Work request a: According to the passage on natural law and modernism, what is the easiest way to separate the sheep from the goats?

+ + + + +

I doubt that the NNL approach would have made any adherents outside of an ivory tower if their presentation did not come in harmony with the dominant cultural attitude of "This World Only" of the modernists and the materialists. The full-on modernists in the Church - the Teilhard de Chardin's and the Richard McBrien's - don't believe in any sharp distinction between this current stage of the world and of humanity, and the eschatological stage. I believe that they use the NNLs as useful fools, because the NNL theory itself provides little to no apparatus for explaining the eschatological end versus the temporal good. Thus they can borrow the framework of the NNLs to argue things that sound reasonable, while in actual support of wrongheadedness and heresy.

The easiest thing to do to separate out the sheep from the goats is to ask about hell. The modernists and the (Christian?) materialists and the nouvelle theologie heretics do not believe in a hell that is permanent. In order to protect that disbelief, they force you down an infinitely long and confused rabbit hole of nonsense about how the Bible is to be understood, but it's all smoke and mirrors.

Lydia, that "not merely" is exactly the kind of thing I meant. I am confident that there are better ways of rooting that in ethical principle than Kant's nonsense.

I'm extremely eclectic. I'll take a tweezers and grab the line about not treating people merely as means but as ends in themselves, apply it where I find it useful (which is pretty often) and still bristle if anybody calls me a "Kantian," because for the most part I think he was utterly confused. You'd be surprised how *any* deontologist is labeled a "Kantian" in today's ethical world. One literally cannot speak of intrinsic evils without someone saying, "Oh, you're a Kantian."

Tony,

Just wanted to thank you quickly for this post and the discussion with Lydia. I'm looking forward to Ed's reply next week to Tollefsen (he said in the comments "Public Discourse" was going to run a reply) but I thought this comment of yours was a key insight into the whole discussion:

"But punishment is not treating them as means to an end, punishment is reserved strictly for rational, moral actors, and it reflects "making whole" the moral universe. Summa, Prima Pars, Q 49, A1:

But when we read that "God hath not made death" (Wisdom 1:13), the sense is that God does not will death for its own sake. Nevertheless the order of justice belongs to the order of the universe; and this requires that penalty should be dealt out to sinners. And so God is the author of the evil which is penalty, but not of the evil which is fault, by reason of what is said above.

+ + + + +

Work request b: In the entries, reproduce word for word the lines from the line containing "Any prompts in" up to and including the line containing "positive clicks: (4, 198) (75, 194)".

Data:
+ + + + +

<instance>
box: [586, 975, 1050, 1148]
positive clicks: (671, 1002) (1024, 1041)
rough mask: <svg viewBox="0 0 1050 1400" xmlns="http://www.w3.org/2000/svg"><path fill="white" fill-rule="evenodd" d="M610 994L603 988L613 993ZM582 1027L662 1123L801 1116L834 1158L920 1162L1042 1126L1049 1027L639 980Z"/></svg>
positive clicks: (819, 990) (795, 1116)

+ + + + +

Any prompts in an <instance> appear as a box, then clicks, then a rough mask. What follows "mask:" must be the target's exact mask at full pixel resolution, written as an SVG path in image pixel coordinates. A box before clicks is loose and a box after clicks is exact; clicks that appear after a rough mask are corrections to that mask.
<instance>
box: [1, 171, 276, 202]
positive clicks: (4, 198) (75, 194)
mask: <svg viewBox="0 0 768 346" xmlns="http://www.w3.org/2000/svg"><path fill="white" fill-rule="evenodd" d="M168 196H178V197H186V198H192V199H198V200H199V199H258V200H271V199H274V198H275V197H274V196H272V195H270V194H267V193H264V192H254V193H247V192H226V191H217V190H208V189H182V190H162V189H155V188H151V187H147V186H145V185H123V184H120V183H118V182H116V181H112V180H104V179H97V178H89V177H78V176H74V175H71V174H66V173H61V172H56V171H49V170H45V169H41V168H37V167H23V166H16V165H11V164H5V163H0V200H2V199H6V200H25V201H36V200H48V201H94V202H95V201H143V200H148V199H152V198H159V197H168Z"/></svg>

+ + + + +

Solution a: Ask about hell.

Solution b:
Any prompts in an <instance> appear as a box, then clicks, then a rough mask. What follows "mask:" must be the target's exact mask at full pixel resolution, written as an SVG path in image pixel coordinates. A box before clicks is loose and a box after clicks is exact; clicks that appear after a rough mask are corrections to that mask.
<instance>
box: [1, 171, 276, 202]
positive clicks: (4, 198) (75, 194)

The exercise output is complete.